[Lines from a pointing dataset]

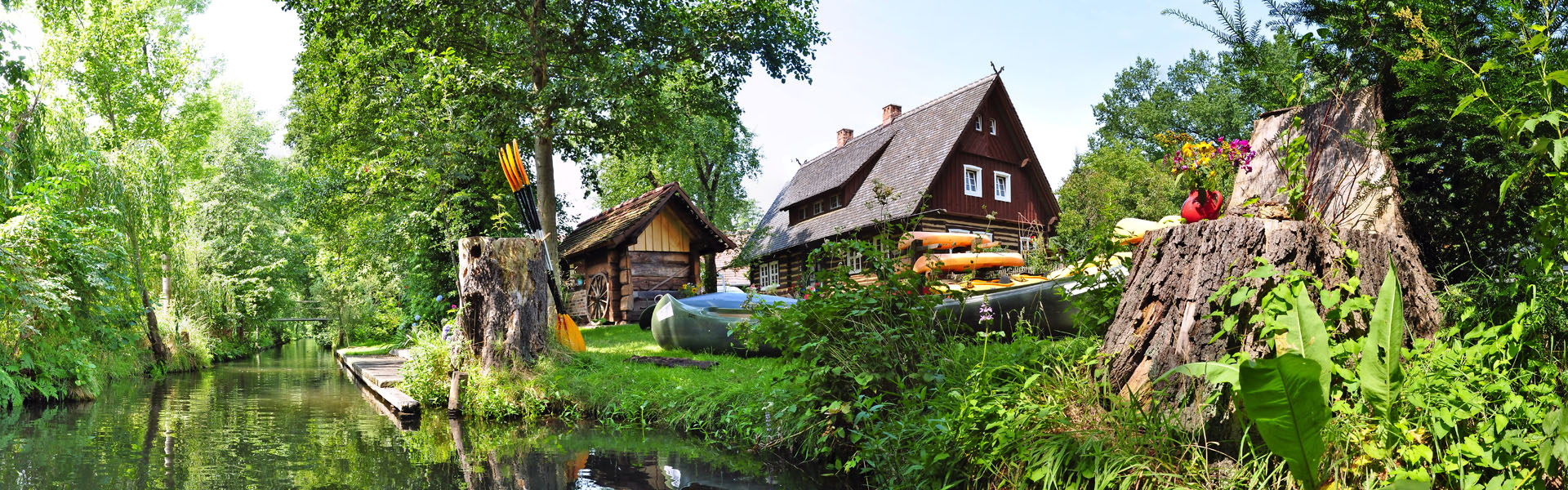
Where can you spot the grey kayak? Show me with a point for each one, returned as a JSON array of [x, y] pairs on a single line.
[[703, 323]]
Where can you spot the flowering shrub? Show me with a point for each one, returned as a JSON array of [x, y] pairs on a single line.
[[1203, 165]]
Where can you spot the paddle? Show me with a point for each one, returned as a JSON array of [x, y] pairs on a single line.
[[523, 190]]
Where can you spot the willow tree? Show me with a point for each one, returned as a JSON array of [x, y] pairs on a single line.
[[455, 79], [131, 61]]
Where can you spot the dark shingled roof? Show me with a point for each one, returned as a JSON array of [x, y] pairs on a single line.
[[918, 143], [830, 170], [626, 222]]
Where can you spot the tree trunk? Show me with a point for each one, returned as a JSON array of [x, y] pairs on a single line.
[[160, 354], [504, 302], [1164, 318]]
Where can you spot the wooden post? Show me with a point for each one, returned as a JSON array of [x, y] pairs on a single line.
[[455, 393], [506, 302]]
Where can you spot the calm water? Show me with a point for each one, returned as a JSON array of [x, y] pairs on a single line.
[[291, 420]]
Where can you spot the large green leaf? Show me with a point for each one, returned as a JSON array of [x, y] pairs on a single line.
[[1379, 371], [1307, 335], [1286, 401]]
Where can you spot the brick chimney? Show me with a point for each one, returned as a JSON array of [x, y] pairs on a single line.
[[891, 112]]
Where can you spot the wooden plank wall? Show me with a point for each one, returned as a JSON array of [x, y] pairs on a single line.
[[666, 233], [651, 274]]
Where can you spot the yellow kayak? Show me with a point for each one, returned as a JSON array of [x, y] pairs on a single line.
[[942, 241], [968, 261]]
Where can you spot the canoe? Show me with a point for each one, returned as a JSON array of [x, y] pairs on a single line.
[[966, 261], [702, 323], [1041, 302], [941, 241]]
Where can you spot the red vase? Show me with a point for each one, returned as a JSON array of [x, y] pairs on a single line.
[[1201, 206]]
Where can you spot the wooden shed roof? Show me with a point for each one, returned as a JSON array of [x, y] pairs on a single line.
[[626, 222]]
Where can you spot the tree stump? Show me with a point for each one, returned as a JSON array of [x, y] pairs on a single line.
[[504, 302], [1164, 318]]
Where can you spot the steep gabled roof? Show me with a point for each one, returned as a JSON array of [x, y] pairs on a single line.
[[626, 222], [918, 143], [833, 168]]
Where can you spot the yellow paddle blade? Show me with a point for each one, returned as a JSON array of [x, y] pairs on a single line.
[[507, 172], [567, 330], [516, 156]]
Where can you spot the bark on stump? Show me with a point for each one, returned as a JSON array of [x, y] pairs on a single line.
[[504, 302], [1164, 318]]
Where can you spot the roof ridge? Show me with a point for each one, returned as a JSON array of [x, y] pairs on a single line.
[[905, 115], [651, 192]]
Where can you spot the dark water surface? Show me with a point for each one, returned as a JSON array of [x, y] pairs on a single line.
[[289, 418]]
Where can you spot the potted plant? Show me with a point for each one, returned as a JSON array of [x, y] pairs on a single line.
[[1200, 167]]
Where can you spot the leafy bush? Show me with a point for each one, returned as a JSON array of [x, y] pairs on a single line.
[[853, 349]]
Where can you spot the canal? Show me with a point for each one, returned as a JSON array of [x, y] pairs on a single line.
[[289, 418]]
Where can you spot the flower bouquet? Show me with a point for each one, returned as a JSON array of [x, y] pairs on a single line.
[[1200, 167]]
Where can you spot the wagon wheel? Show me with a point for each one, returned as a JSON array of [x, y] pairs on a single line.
[[598, 297]]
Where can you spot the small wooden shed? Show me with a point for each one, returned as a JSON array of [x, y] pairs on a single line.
[[639, 250]]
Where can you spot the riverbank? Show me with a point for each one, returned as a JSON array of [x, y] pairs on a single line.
[[1000, 412]]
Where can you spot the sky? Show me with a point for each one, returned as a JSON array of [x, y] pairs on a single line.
[[1058, 59]]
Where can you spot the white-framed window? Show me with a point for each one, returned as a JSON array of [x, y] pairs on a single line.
[[983, 234], [973, 181], [855, 263], [1026, 244], [768, 274], [1004, 185]]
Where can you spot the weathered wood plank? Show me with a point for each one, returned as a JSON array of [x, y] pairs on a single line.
[[659, 270]]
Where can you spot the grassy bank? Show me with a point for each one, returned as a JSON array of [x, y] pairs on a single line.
[[1018, 413]]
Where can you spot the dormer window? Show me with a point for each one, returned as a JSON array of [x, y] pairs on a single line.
[[1004, 187], [973, 181]]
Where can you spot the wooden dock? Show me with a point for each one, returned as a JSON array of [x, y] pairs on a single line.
[[380, 376]]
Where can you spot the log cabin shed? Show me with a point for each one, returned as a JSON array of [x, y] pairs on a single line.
[[639, 250]]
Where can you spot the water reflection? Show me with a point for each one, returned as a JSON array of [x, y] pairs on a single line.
[[289, 420]]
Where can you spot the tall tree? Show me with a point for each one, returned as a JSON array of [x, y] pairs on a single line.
[[576, 76], [710, 158], [131, 61]]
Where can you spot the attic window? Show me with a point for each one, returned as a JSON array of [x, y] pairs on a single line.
[[973, 181], [768, 274]]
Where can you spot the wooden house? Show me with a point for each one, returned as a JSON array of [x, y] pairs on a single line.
[[645, 247], [960, 163]]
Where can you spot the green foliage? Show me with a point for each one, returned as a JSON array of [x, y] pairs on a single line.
[[855, 349], [1291, 408], [1109, 183], [1380, 372]]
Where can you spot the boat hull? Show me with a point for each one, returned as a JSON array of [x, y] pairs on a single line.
[[1045, 305], [703, 323]]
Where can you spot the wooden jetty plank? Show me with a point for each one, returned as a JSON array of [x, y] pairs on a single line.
[[376, 369], [363, 367]]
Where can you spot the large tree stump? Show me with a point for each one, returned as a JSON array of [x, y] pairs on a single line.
[[1164, 318], [504, 302]]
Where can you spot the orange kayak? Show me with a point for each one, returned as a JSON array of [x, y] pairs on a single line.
[[942, 241], [966, 261]]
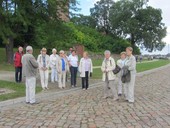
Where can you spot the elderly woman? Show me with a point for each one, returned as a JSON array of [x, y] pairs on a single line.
[[73, 62], [107, 68], [53, 61], [131, 63], [44, 62], [85, 69], [121, 64], [62, 68]]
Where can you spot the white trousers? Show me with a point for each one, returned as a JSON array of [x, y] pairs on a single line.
[[121, 86], [54, 76], [129, 89], [110, 84], [30, 89], [62, 79], [44, 78]]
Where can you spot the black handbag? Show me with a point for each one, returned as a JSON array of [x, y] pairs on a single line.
[[117, 69]]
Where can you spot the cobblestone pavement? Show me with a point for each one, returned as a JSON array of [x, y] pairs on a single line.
[[87, 109]]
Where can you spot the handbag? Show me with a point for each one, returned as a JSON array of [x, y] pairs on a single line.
[[117, 69]]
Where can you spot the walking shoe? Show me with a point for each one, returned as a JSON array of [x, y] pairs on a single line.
[[116, 99], [119, 94], [34, 103]]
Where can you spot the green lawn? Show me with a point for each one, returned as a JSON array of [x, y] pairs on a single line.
[[97, 74], [18, 88]]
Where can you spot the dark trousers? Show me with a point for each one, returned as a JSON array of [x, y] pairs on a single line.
[[85, 80], [18, 74], [73, 71]]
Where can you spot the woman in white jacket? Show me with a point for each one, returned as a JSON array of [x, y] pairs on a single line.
[[121, 64], [44, 62], [85, 69], [62, 68], [53, 61]]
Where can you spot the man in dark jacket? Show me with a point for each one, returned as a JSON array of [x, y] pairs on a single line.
[[30, 66], [18, 65]]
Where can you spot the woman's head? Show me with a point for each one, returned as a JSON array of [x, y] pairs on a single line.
[[73, 52], [129, 51], [44, 51], [123, 55], [62, 53], [85, 54], [107, 54], [54, 51]]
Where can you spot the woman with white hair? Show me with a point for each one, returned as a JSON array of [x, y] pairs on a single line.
[[107, 68], [53, 61], [131, 64], [62, 68], [44, 62]]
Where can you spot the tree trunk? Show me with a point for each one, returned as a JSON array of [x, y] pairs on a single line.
[[9, 50], [133, 41]]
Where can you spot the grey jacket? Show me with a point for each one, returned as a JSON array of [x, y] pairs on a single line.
[[126, 76], [30, 65]]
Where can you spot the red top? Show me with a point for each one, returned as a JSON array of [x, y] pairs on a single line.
[[17, 59]]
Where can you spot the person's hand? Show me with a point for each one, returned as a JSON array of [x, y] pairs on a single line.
[[90, 74]]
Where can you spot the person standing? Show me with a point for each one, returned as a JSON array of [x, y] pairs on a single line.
[[62, 68], [73, 62], [18, 64], [85, 69], [30, 67], [121, 64], [107, 68], [131, 64], [44, 62], [53, 61]]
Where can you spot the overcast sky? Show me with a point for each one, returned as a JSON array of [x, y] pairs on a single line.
[[164, 5]]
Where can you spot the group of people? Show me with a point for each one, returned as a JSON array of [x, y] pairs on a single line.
[[127, 61], [62, 64]]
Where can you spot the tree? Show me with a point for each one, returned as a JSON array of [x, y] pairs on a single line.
[[84, 20], [139, 23], [100, 13]]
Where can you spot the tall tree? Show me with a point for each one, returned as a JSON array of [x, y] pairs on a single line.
[[139, 23], [100, 13]]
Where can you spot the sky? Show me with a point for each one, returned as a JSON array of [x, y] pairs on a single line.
[[85, 6]]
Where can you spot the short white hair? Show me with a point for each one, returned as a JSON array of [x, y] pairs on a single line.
[[54, 50], [28, 48], [107, 52], [62, 51]]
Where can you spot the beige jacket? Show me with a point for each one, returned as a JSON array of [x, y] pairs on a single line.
[[30, 65], [40, 61], [131, 63], [59, 65], [107, 68], [82, 67]]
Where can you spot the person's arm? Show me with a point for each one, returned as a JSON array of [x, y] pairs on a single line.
[[103, 68], [48, 61], [112, 65], [33, 62], [80, 66], [39, 61], [132, 64]]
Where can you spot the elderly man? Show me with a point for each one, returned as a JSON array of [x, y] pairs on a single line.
[[107, 68], [131, 64], [18, 65], [53, 61], [62, 68], [30, 66], [44, 63]]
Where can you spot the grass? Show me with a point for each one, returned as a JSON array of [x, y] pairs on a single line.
[[140, 67], [18, 88]]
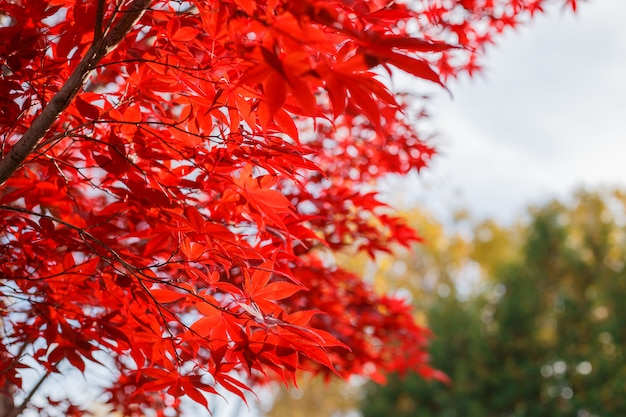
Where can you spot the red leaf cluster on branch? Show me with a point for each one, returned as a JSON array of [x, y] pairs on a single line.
[[175, 176]]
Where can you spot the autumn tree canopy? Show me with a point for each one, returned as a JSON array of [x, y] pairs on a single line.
[[175, 176]]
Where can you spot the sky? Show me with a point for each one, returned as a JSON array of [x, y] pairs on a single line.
[[546, 116]]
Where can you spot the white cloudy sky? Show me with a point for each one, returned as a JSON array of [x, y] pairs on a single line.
[[547, 115]]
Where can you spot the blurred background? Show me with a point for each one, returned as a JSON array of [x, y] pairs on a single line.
[[521, 277]]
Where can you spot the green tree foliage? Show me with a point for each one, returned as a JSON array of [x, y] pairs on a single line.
[[543, 336]]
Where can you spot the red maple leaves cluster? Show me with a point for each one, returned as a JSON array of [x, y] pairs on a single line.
[[175, 176]]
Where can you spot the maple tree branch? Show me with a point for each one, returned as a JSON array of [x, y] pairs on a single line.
[[20, 408], [62, 99]]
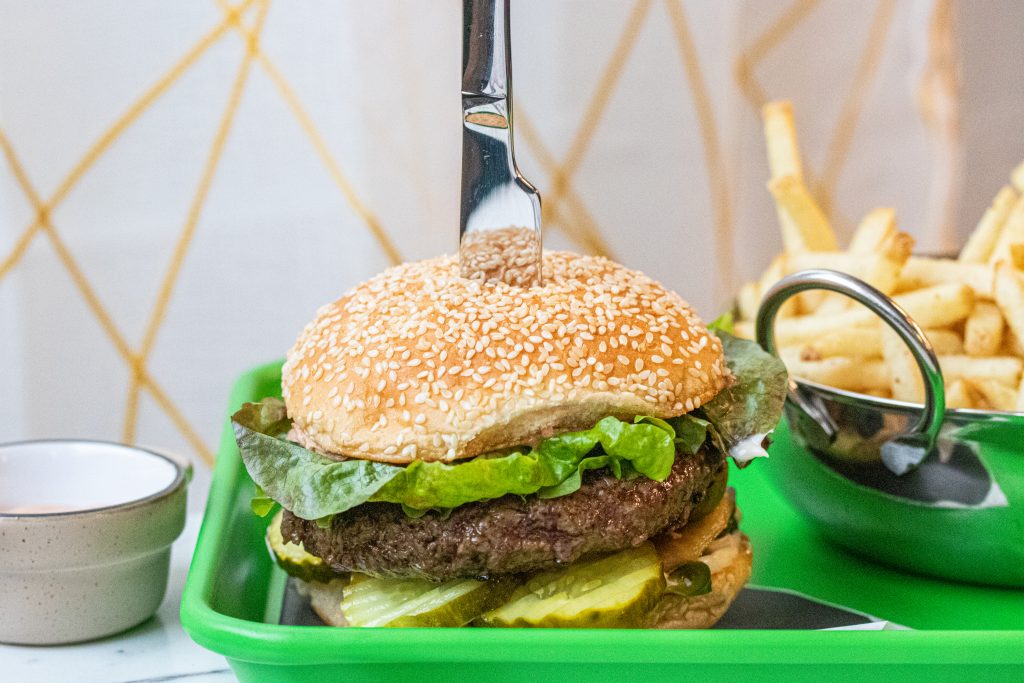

## Exercise details
Write out again the stretch of lines from the one containing "Where can you spot the potted" through the one containing "[[1058, 59]]", requests included, and shift every coordinate in the answers by -61.

## The result
Where can you spot the potted plant? Show me with a point for each one, returned as a JSON array of [x, y] pairs on a single line.
[[1139, 106]]
Where can you spot the leafy bush? Show me with a point for each one, returned as a JSON array of [x, y] pairs on a single line.
[[792, 288]]
Where can you spot the canal? Show me with a point for each one, returned as a JSON array of [x, y] pairs on a single line.
[[228, 357]]
Where can you spot the flower bouquet? Show me with a point for each one, returned as a JSON array of [x, y] pairs on a single line.
[[1139, 106]]
Where can you spot the wagon wheel? Show me with a point for each one, returned as a JSON array of [x, y] pairs on a single line.
[[537, 236]]
Where can you spot the small wooden shed? Show me with a point for each one, returned as a JSON array of [x, y] pairs on a single line.
[[578, 189]]
Where can you spot the riverbank? Show me with a point for each one, returned as a JSON array of [x, y] pairs on a single line.
[[939, 351]]
Where can you spot the sky? Show me with a point for each one, returned as a JSON array of [x, y] pairs on a single line.
[[997, -2]]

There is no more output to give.